(Data entries)
--------

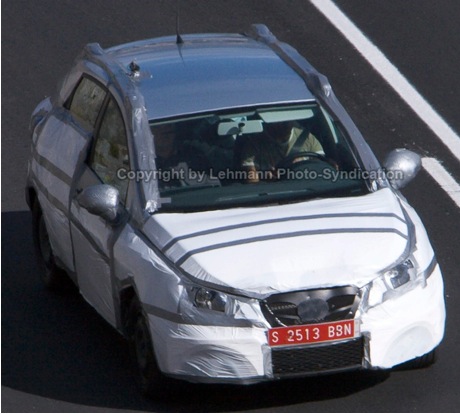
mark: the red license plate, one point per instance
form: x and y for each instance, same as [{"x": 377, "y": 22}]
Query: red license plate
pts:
[{"x": 309, "y": 334}]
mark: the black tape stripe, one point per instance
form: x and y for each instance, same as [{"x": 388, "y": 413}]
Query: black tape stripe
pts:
[
  {"x": 52, "y": 168},
  {"x": 187, "y": 255},
  {"x": 272, "y": 221}
]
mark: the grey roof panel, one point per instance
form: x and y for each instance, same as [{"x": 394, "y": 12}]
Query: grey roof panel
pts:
[{"x": 208, "y": 73}]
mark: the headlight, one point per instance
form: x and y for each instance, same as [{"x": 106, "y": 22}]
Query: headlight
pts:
[
  {"x": 209, "y": 299},
  {"x": 393, "y": 283}
]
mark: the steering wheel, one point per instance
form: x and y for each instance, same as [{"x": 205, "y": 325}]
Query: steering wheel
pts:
[{"x": 290, "y": 160}]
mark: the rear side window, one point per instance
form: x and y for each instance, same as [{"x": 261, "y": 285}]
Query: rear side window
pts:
[{"x": 86, "y": 102}]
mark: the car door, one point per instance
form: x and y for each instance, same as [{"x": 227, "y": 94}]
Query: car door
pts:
[
  {"x": 58, "y": 152},
  {"x": 93, "y": 236}
]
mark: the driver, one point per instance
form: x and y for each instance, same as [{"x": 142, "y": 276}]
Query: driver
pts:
[{"x": 263, "y": 152}]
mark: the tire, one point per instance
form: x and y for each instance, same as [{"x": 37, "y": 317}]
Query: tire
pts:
[
  {"x": 151, "y": 381},
  {"x": 421, "y": 362},
  {"x": 53, "y": 277}
]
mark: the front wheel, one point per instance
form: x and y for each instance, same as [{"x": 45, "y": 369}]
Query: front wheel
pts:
[{"x": 54, "y": 278}]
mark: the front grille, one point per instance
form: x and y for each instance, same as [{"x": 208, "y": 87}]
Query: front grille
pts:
[
  {"x": 311, "y": 306},
  {"x": 317, "y": 359}
]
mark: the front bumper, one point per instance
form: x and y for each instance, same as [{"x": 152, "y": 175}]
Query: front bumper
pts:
[{"x": 396, "y": 331}]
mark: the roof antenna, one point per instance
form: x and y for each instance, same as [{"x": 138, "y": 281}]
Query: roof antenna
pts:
[{"x": 178, "y": 36}]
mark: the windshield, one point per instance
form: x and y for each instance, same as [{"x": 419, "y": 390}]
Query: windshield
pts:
[{"x": 253, "y": 157}]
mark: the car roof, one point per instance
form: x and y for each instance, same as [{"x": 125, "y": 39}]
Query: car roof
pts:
[{"x": 208, "y": 72}]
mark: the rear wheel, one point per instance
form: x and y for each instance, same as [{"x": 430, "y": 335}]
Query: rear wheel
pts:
[
  {"x": 152, "y": 382},
  {"x": 54, "y": 278}
]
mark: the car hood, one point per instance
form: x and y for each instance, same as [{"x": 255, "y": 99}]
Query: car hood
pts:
[{"x": 263, "y": 250}]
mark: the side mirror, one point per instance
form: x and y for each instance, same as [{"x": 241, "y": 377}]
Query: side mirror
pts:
[
  {"x": 401, "y": 167},
  {"x": 100, "y": 200}
]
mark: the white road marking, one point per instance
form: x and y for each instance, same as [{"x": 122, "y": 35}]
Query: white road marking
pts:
[
  {"x": 404, "y": 89},
  {"x": 391, "y": 74},
  {"x": 443, "y": 178}
]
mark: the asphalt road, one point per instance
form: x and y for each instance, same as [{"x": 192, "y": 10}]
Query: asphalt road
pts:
[{"x": 58, "y": 355}]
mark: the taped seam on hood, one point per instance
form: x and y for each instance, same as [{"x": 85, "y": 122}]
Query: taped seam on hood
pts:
[
  {"x": 179, "y": 319},
  {"x": 187, "y": 255},
  {"x": 272, "y": 221}
]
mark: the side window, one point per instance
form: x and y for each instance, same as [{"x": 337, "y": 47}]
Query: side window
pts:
[
  {"x": 110, "y": 151},
  {"x": 87, "y": 101}
]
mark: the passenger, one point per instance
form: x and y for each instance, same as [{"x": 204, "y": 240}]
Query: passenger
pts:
[
  {"x": 177, "y": 163},
  {"x": 264, "y": 152}
]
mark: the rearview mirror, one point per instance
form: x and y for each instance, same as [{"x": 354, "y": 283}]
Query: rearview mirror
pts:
[
  {"x": 401, "y": 167},
  {"x": 101, "y": 200}
]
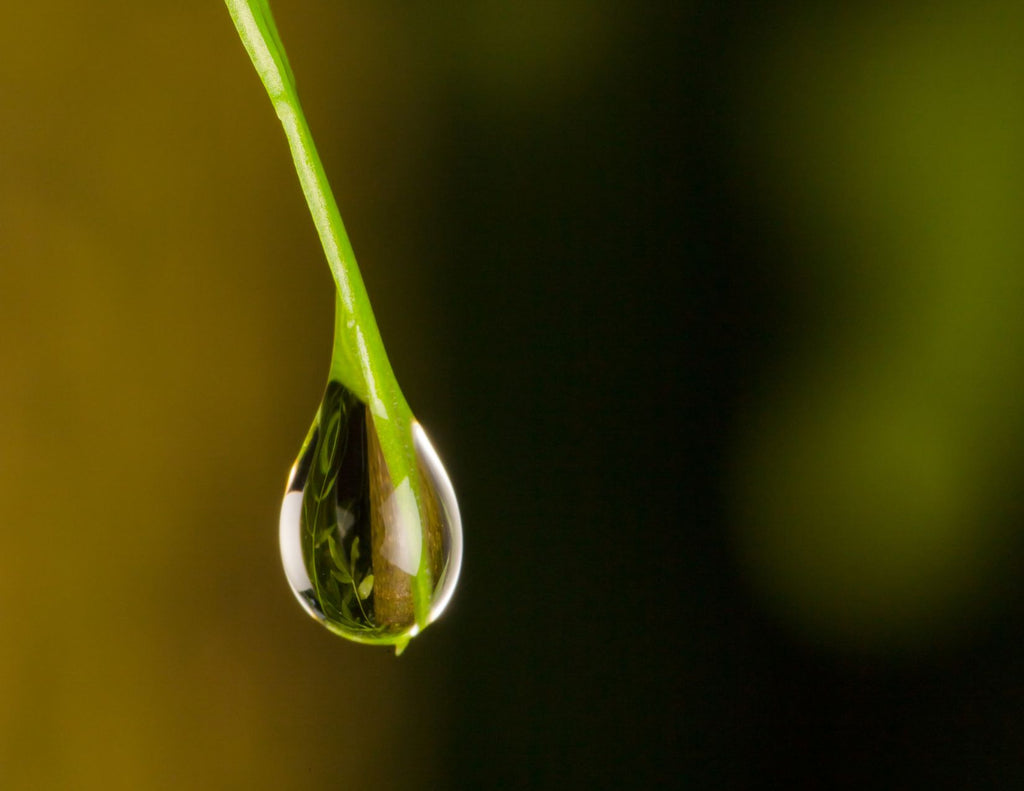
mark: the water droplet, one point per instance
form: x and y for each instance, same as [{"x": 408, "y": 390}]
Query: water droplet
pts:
[{"x": 373, "y": 558}]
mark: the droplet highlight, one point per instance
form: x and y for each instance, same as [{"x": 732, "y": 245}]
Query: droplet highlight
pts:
[{"x": 372, "y": 558}]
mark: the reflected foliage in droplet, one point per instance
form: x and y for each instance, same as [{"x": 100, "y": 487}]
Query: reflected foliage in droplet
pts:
[{"x": 358, "y": 548}]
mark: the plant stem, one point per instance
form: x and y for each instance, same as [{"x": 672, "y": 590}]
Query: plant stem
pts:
[{"x": 358, "y": 361}]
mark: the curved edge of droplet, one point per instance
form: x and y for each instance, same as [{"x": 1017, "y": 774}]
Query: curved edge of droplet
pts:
[
  {"x": 446, "y": 498},
  {"x": 290, "y": 538}
]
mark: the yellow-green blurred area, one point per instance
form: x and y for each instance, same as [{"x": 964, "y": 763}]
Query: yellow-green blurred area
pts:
[
  {"x": 713, "y": 310},
  {"x": 879, "y": 476}
]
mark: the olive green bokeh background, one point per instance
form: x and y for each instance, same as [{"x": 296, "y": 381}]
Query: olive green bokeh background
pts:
[{"x": 714, "y": 313}]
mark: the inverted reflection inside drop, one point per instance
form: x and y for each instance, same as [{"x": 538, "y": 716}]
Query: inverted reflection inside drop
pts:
[{"x": 366, "y": 556}]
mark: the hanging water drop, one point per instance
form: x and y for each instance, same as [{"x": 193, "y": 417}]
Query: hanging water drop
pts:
[{"x": 373, "y": 558}]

--------

(Work to be completed):
Every line above carrying the word "reflection" needs to be shown.

(Task output):
mark: the inverted reflection inside drop, one point per instance
Query: inverted reflection inside drop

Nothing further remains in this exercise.